**WHAT THE TASK REQUIRES**: Please copy the data below line for line, from the line with "# point at: staircase" to the line with "x=205, y=48", including both of those lines. Leave the pictures out of your answer.

**DATA IN THIS EXERCISE**:
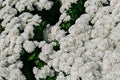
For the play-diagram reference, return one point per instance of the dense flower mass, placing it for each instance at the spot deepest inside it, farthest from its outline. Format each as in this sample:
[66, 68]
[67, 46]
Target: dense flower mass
[31, 45]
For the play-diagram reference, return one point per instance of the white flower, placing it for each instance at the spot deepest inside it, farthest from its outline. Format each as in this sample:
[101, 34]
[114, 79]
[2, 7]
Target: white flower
[29, 46]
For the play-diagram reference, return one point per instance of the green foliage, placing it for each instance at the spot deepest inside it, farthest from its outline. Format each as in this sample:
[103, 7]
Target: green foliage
[50, 78]
[75, 11]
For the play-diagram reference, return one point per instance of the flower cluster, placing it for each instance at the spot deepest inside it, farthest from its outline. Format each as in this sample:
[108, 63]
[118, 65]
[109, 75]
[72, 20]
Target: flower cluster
[89, 52]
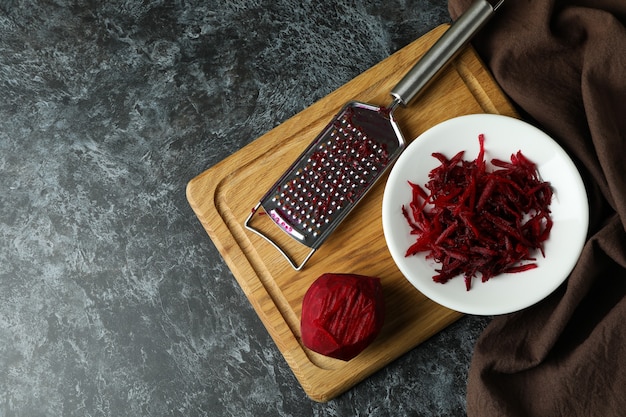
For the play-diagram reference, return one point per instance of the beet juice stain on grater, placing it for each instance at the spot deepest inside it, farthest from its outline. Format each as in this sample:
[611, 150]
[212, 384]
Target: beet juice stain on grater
[346, 159]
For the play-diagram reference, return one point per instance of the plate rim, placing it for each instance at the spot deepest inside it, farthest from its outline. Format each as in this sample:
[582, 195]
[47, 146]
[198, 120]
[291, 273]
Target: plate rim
[487, 120]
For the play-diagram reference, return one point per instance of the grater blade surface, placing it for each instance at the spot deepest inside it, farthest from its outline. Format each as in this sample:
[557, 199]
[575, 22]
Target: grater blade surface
[334, 173]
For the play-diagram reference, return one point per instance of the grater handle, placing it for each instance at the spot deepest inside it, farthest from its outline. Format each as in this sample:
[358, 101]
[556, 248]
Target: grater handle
[442, 52]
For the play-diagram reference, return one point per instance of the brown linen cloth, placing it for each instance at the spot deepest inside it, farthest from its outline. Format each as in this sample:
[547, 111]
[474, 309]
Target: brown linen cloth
[564, 64]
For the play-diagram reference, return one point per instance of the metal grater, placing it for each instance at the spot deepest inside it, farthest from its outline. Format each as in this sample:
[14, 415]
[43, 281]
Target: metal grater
[347, 158]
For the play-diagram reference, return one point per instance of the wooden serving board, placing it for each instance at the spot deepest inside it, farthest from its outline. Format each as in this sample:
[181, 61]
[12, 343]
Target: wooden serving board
[223, 196]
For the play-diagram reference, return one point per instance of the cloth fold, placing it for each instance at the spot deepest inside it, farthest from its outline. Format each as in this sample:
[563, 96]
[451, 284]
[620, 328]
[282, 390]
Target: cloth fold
[563, 63]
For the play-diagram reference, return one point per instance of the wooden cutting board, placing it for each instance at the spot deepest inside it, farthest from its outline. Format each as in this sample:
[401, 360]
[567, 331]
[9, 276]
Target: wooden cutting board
[223, 196]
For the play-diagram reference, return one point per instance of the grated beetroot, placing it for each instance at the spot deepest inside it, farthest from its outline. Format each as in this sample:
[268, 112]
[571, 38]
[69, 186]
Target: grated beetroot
[479, 222]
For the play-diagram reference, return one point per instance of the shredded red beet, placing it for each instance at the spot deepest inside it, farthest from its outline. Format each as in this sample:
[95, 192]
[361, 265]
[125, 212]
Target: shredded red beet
[479, 222]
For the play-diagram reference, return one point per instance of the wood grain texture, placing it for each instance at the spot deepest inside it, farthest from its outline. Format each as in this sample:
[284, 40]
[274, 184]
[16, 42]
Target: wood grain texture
[223, 196]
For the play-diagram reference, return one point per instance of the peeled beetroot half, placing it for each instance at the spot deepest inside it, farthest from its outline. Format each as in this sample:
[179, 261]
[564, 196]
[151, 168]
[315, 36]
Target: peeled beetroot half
[342, 314]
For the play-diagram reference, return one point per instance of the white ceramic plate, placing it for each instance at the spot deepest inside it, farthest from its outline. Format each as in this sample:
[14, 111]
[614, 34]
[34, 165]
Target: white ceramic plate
[504, 136]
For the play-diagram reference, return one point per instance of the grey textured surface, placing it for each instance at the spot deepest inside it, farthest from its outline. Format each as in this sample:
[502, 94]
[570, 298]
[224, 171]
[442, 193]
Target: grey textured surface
[113, 300]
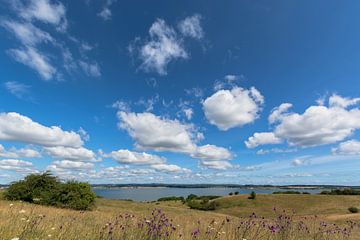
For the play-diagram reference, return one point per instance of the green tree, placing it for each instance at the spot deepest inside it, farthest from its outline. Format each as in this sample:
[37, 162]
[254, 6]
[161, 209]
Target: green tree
[46, 189]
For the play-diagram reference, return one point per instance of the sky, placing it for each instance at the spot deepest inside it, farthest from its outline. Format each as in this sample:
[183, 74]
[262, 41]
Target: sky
[242, 92]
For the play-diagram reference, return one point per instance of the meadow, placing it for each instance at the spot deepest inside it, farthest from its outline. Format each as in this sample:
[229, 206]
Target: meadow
[268, 217]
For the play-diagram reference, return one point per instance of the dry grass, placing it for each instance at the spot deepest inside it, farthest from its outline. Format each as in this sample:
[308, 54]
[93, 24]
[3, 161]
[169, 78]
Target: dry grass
[28, 221]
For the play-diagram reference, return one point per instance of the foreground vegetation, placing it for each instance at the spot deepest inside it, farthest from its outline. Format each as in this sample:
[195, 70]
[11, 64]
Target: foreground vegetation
[46, 189]
[270, 217]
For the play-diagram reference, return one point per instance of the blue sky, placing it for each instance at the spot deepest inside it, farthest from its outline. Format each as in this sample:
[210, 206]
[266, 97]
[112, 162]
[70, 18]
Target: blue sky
[185, 92]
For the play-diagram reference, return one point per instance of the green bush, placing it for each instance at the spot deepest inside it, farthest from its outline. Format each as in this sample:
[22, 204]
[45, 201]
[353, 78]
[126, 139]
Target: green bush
[252, 195]
[46, 189]
[353, 209]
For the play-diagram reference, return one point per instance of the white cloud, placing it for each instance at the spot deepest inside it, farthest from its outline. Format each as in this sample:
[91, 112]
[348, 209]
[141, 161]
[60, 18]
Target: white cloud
[69, 165]
[105, 13]
[191, 27]
[299, 161]
[129, 157]
[262, 138]
[27, 33]
[162, 134]
[163, 47]
[278, 112]
[16, 165]
[18, 153]
[170, 168]
[91, 69]
[69, 153]
[219, 165]
[156, 133]
[351, 147]
[338, 101]
[34, 59]
[319, 125]
[212, 153]
[188, 113]
[45, 11]
[229, 81]
[16, 127]
[275, 150]
[19, 90]
[233, 108]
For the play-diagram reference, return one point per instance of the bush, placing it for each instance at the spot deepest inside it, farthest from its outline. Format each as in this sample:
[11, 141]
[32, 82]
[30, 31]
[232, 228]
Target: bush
[46, 189]
[353, 209]
[252, 195]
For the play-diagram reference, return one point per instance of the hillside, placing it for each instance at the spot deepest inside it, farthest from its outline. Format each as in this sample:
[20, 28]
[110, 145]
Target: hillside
[111, 218]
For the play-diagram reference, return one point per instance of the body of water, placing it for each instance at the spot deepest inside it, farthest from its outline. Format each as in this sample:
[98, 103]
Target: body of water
[151, 194]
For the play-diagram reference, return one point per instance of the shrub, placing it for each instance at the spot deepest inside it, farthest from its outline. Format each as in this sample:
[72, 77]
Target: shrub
[252, 195]
[46, 189]
[353, 209]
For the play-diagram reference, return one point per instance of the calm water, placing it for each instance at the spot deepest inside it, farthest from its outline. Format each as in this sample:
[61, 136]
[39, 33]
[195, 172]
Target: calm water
[151, 194]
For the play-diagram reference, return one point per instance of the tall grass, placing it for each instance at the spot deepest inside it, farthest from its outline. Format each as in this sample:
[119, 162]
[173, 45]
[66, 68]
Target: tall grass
[27, 221]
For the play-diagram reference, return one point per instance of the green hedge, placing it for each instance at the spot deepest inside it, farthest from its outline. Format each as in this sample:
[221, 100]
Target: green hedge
[46, 189]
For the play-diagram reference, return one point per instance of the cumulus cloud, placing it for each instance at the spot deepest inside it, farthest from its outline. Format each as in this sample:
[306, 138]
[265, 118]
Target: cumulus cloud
[34, 59]
[16, 127]
[129, 157]
[212, 153]
[233, 108]
[18, 153]
[91, 69]
[16, 165]
[319, 125]
[276, 150]
[44, 11]
[156, 133]
[299, 161]
[170, 168]
[69, 165]
[141, 158]
[17, 89]
[262, 138]
[342, 102]
[219, 165]
[191, 27]
[278, 112]
[69, 153]
[106, 13]
[161, 134]
[165, 45]
[27, 33]
[351, 147]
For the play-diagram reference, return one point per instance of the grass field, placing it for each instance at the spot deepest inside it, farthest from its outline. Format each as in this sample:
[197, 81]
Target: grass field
[114, 219]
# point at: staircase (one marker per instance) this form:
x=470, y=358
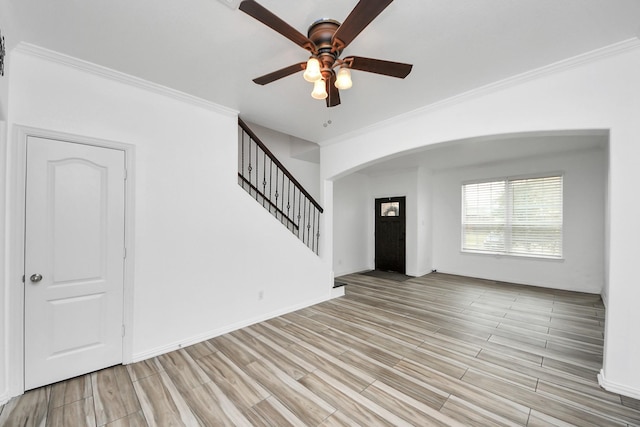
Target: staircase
x=266, y=179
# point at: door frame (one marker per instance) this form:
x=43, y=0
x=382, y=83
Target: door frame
x=16, y=198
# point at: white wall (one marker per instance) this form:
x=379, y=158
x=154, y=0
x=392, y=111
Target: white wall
x=582, y=266
x=596, y=91
x=352, y=234
x=424, y=232
x=203, y=248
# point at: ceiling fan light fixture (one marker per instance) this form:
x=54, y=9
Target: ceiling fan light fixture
x=319, y=90
x=312, y=72
x=343, y=79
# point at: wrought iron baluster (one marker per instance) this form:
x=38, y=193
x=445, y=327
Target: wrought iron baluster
x=270, y=180
x=300, y=219
x=264, y=176
x=318, y=234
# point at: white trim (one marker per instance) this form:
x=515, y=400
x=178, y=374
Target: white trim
x=117, y=76
x=15, y=226
x=157, y=351
x=617, y=388
x=556, y=67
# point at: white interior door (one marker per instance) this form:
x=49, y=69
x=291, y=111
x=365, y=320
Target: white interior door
x=74, y=259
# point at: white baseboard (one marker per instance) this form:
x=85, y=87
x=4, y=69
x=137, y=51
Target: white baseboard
x=617, y=388
x=4, y=398
x=157, y=351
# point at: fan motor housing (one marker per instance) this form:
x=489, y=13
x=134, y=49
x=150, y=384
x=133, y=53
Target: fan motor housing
x=321, y=33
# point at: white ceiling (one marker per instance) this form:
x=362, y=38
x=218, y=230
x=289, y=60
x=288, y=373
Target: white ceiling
x=489, y=150
x=205, y=48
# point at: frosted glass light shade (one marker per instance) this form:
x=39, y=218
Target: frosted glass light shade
x=312, y=72
x=343, y=79
x=319, y=90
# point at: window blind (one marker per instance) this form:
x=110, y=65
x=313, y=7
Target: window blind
x=513, y=216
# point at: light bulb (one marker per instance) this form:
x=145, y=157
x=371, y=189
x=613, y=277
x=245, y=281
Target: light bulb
x=319, y=90
x=343, y=79
x=312, y=72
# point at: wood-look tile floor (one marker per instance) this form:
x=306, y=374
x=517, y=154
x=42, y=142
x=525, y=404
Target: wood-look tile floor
x=436, y=350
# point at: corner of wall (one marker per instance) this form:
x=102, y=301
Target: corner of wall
x=617, y=388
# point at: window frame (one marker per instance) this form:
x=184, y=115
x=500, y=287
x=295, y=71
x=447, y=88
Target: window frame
x=508, y=223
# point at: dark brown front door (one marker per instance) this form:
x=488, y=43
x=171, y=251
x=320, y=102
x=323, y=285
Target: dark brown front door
x=390, y=234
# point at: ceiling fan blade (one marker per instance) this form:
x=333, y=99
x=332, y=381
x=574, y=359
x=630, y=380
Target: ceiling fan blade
x=361, y=16
x=255, y=10
x=276, y=75
x=378, y=66
x=333, y=97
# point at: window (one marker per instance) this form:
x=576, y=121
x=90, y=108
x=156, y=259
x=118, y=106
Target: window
x=513, y=216
x=390, y=209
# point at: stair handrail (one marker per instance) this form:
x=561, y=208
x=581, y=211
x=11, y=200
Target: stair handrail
x=275, y=160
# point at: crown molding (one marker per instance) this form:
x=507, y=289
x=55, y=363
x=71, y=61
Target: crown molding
x=554, y=68
x=117, y=76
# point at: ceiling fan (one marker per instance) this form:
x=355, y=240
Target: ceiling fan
x=325, y=40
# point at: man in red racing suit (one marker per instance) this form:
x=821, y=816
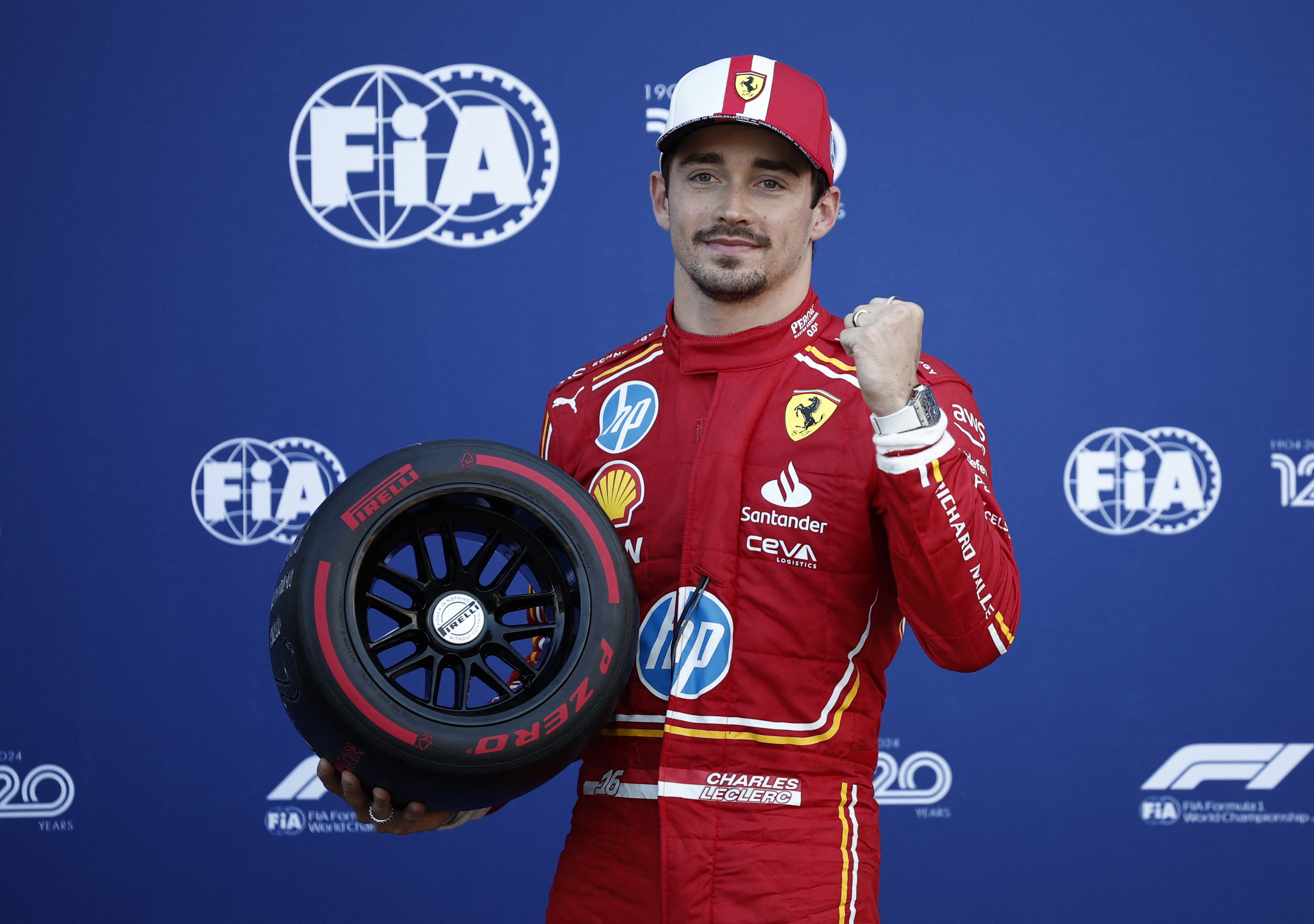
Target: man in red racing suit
x=795, y=492
x=747, y=796
x=735, y=781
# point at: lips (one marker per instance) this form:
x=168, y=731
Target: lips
x=731, y=246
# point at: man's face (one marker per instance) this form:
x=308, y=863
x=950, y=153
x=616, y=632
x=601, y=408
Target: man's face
x=739, y=210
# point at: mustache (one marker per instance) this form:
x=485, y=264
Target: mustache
x=727, y=232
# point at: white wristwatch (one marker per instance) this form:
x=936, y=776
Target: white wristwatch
x=922, y=411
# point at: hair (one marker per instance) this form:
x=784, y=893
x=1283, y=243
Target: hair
x=820, y=183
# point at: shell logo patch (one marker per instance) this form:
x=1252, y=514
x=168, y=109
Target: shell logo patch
x=807, y=411
x=619, y=490
x=750, y=85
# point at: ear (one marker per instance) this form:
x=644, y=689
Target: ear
x=661, y=204
x=826, y=214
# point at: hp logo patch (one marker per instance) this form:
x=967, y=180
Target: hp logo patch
x=627, y=416
x=1161, y=810
x=384, y=157
x=702, y=658
x=1163, y=480
x=246, y=491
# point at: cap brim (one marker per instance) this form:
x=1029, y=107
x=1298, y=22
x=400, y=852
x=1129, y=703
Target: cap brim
x=672, y=137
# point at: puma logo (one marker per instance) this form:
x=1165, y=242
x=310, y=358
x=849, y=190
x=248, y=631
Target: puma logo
x=558, y=403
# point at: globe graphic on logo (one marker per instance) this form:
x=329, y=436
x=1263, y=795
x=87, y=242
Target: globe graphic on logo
x=1113, y=515
x=384, y=157
x=228, y=475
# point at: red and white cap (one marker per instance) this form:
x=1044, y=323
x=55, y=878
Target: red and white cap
x=757, y=91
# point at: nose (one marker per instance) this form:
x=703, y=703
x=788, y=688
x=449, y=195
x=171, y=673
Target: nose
x=738, y=206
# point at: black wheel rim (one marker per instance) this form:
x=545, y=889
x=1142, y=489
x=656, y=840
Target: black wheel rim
x=432, y=559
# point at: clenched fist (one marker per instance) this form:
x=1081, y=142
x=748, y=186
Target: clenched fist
x=883, y=338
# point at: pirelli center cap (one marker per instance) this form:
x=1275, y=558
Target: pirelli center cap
x=759, y=91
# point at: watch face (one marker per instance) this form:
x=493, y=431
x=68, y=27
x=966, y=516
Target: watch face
x=928, y=411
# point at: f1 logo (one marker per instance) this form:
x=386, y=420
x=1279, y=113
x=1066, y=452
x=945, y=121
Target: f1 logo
x=1265, y=765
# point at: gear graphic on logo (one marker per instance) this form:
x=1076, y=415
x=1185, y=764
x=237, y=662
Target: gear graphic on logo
x=299, y=449
x=1207, y=470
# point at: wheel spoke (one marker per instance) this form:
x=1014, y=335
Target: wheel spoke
x=408, y=663
x=526, y=603
x=513, y=658
x=451, y=558
x=509, y=570
x=527, y=631
x=404, y=583
x=392, y=610
x=463, y=685
x=393, y=639
x=481, y=559
x=485, y=673
x=423, y=567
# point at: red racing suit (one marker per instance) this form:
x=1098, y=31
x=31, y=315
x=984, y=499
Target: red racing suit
x=735, y=782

**TASK SOLUTION**:
# point at: staircase (one marker per instance) this form:
x=470, y=358
Target: staircase
x=266, y=179
# point at: door frame (one marker per instance) this form:
x=43, y=0
x=382, y=83
Target: door frame
x=16, y=198
# point at: white wall (one marker per instance) this form:
x=379, y=158
x=154, y=0
x=392, y=111
Target: white wall
x=582, y=266
x=596, y=91
x=352, y=234
x=424, y=232
x=203, y=248
# point at: ceiling fan light fixture (one marker per instance) this form:
x=54, y=9
Target: ceiling fan light fixture
x=319, y=90
x=312, y=72
x=343, y=79
# point at: wrought iron baluster (one marker per instance) this form:
x=38, y=193
x=445, y=327
Target: wrought iron baluster
x=270, y=180
x=300, y=219
x=264, y=176
x=318, y=234
# point at: white trim (one marker per instance) this form:
x=515, y=400
x=178, y=374
Target: white trim
x=117, y=76
x=15, y=226
x=157, y=351
x=617, y=388
x=556, y=67
# point at: white interior door (one marker per instance) this form:
x=49, y=69
x=291, y=111
x=365, y=320
Target: white interior door
x=74, y=259
# point at: white baseboard (one marker per instance) this form:
x=85, y=87
x=4, y=69
x=137, y=51
Target: white baseboard
x=617, y=388
x=4, y=398
x=157, y=351
# point at: fan motor housing (one marker per instance) this form:
x=489, y=13
x=134, y=49
x=150, y=384
x=133, y=53
Target: fan motor housing
x=321, y=33
# point at: white ceiling (one marker per instance) this form:
x=362, y=38
x=218, y=230
x=289, y=60
x=288, y=373
Target: white ceiling
x=489, y=150
x=205, y=48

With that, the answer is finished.